# Compito da svolgere
Trascrivi per intero il brano su Piero Marchesi, parola per parola e senza alcuna modifica.

# Estratto fornito

--------

Non è stato lui a scegliere la bici, ma la bici a volere lui. Come una dea che s’impadronisce di un guerriero fino a renderlo eroico, leggendario, mitico. E Piero Marchesi, a suo modo, eroico, mitico, leggendario lo è. Anche se non è famoso come Nibali, vincente come Pogacar, iridato come Alaphilippe. Non è un eroismo, un mito, una leggenda aver percorso un milione di chilometri a forza di pedali?
Novantadue anni e mezzo, emiliano di San Lazzaro Parmense, dal 1937 – cioè da quando aveva otto anni - Marchesi ha vissuto in bicicletta attraversando l’epoca di Bartali e Coppi, poi di Adorni e Anquetil, Gimondi e Merckx, Moser e Saronni, Pantani e Armstrong, fino a Van Aert e Van der Poel. Dilettante nel senso che a suon di pedali si è sempre dilettato, professionista nel senso che a forza di pedali è riuscito a stabilire record personali (e quasi professionali) di 260 km in un giorno, 3210 in un mese e 26800 in un anno, amatore nel senso che lui ha amato la bici quanto la bici ha amato lui, tanto che l’amore a prima vista si è allungato in un amore a chilometraggio illimitato, perfino scalatore nel senso che si è arrampicato a due ruote su Stelvio e Nivolet, le Tre Cime di Lavaredo e il Muro di Sormano, lo sterrato del Manghen e i tornanti del Bondone, e ambientalista nel senso che non ha mai dimenticato come la bici sia sinonimo di silenzio e pulizia, rispetto e – sempre - passione.

--------

# I dati
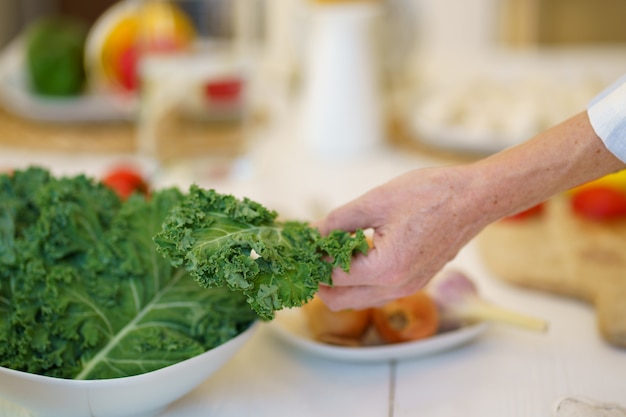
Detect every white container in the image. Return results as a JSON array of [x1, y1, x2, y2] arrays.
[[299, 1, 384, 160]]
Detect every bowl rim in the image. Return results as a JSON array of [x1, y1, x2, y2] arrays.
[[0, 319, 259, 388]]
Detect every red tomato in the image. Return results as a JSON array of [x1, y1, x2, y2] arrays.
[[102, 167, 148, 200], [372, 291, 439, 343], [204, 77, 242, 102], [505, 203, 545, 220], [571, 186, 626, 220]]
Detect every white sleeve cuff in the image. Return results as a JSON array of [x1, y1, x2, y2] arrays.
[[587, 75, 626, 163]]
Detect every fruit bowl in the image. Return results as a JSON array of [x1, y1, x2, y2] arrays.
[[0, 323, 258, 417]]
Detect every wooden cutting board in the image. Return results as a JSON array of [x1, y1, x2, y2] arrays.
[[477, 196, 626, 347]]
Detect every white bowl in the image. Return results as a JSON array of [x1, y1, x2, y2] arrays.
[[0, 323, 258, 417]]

--------

# Risposta al compito
Non è stato lui a scegliere la bici, ma la bici a volere lui. Come una dea che s’impadronisce di un guerriero fino a renderlo eroico, leggendario, mitico. E Piero Marchesi, a suo modo, eroico, mitico, leggendario lo è. Anche se non è famoso come Nibali, vincente come Pogacar, iridato come Alaphilippe. Non è un eroismo, un mito, una leggenda aver percorso un milione di chilometri a forza di pedali?
Novantadue anni e mezzo, emiliano di San Lazzaro Parmense, dal 1937 – cioè da quando aveva otto anni - Marchesi ha vissuto in bicicletta attraversando l’epoca di Bartali e Coppi, poi di Adorni e Anquetil, Gimondi e Merckx, Moser e Saronni, Pantani e Armstrong, fino a Van Aert e Van der Poel. Dilettante nel senso che a suon di pedali si è sempre dilettato, professionista nel senso che a forza di pedali è riuscito a stabilire record personali (e quasi professionali) di 260 km in un giorno, 3210 in un mese e 26800 in un anno, amatore nel senso che lui ha amato la bici quanto la bici ha amato lui, tanto che l’amore a prima vista si è allungato in un amore a chilometraggio illimitato, perfino scalatore nel senso che si è arrampicato a due ruote su Stelvio e Nivolet, le Tre Cime di Lavaredo e il Muro di Sormano, lo sterrato del Manghen e i tornanti del Bondone, e ambientalista nel senso che non ha mai dimenticato come la bici sia sinonimo di silenzio e pulizia, rispetto e – sempre - passione.